Task goal ::
List every supplementary figure or table, meaning those labeled with an S, that the passage on printed perovskite nanowire films below refers to. Name each one once, in the order it first appears.

Extracted text ::
Next, we fabricated macroscopically polarized films with unidirectionally aligned CsPbBr3 perovskite nanowires that show a periodic (cos2θ) dependence on angle with an emission polarization ratio, P=III+I=0.48±0.02, using a 50-μm nozzle. The degree of alignment achieved, albeit lower than desired, is comparable to other patterning methods (table S5). P can be enhanced to 0.71 ± 0.03 using a pair of polarizers, one in the excitation path and the other in the emission path (Fig. 2B). Additional emission polarization measurements from filaments printed using different nozzle sizes are shown in figs. S7 and S11. As a control, we also printed nanocomposites from inks composed of PS (Mp = 700 kDa) at the same polymer concentration in toluene (fig. S4) and compared their degree of polarization. Not unexpectedly, the printed SIS-CsPbBr3 perovskite nanowire features exhibited consistently higher polarization ratios than those composed of pure PS (fig. S11) due to microdomain confinement effects (27). Figure 2C shows direct writing of these nanowire-block copolymer inks in the form of an Escher-inspired image. The as-printed structure uniformly emits green light (left). However, when viewed using polarizers, swans (middle, horizontal polarization) or fish (right, vertical polarization) emerge due to differences in nanowire alignment, which vary orthogonally between printed features.

Stored records ::
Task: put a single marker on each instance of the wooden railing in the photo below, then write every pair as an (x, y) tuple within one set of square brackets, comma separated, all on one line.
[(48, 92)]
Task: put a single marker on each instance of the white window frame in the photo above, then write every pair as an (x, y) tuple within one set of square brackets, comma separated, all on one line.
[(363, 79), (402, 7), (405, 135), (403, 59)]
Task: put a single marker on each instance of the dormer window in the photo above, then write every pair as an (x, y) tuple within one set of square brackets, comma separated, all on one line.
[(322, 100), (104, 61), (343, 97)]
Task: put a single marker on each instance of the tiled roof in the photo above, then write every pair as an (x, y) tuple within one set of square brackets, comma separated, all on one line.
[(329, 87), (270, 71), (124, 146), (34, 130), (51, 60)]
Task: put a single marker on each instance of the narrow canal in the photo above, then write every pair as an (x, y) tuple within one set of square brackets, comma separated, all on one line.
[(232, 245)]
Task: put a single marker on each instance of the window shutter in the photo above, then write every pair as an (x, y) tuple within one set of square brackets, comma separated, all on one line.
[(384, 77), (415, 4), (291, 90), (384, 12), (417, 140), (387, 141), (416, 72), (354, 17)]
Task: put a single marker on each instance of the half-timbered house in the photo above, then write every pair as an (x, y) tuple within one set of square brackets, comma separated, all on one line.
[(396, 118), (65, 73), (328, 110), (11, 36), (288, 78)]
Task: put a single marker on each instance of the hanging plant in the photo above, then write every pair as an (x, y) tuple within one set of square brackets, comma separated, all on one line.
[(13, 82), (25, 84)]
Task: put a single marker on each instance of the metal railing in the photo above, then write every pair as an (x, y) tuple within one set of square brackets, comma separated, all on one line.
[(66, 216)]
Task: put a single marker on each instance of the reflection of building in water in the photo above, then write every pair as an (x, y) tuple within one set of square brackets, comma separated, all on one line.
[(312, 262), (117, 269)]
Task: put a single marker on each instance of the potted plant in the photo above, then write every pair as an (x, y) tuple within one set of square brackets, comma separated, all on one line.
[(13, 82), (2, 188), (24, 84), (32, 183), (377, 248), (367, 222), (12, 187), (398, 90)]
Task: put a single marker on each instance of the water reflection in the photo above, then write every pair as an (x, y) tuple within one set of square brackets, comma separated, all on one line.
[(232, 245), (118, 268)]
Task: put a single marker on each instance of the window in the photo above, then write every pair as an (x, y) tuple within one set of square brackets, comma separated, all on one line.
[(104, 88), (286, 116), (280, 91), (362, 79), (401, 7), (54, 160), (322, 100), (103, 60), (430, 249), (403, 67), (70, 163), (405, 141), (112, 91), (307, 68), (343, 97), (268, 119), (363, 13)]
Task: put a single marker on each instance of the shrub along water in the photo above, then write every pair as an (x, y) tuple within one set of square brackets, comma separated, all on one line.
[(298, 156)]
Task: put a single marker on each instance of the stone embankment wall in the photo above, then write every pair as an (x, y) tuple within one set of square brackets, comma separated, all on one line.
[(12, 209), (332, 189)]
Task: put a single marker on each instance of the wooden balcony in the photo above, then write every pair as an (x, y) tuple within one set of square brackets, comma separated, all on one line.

Exercise answer ::
table S5, fig. S7, fig. S11, fig. S4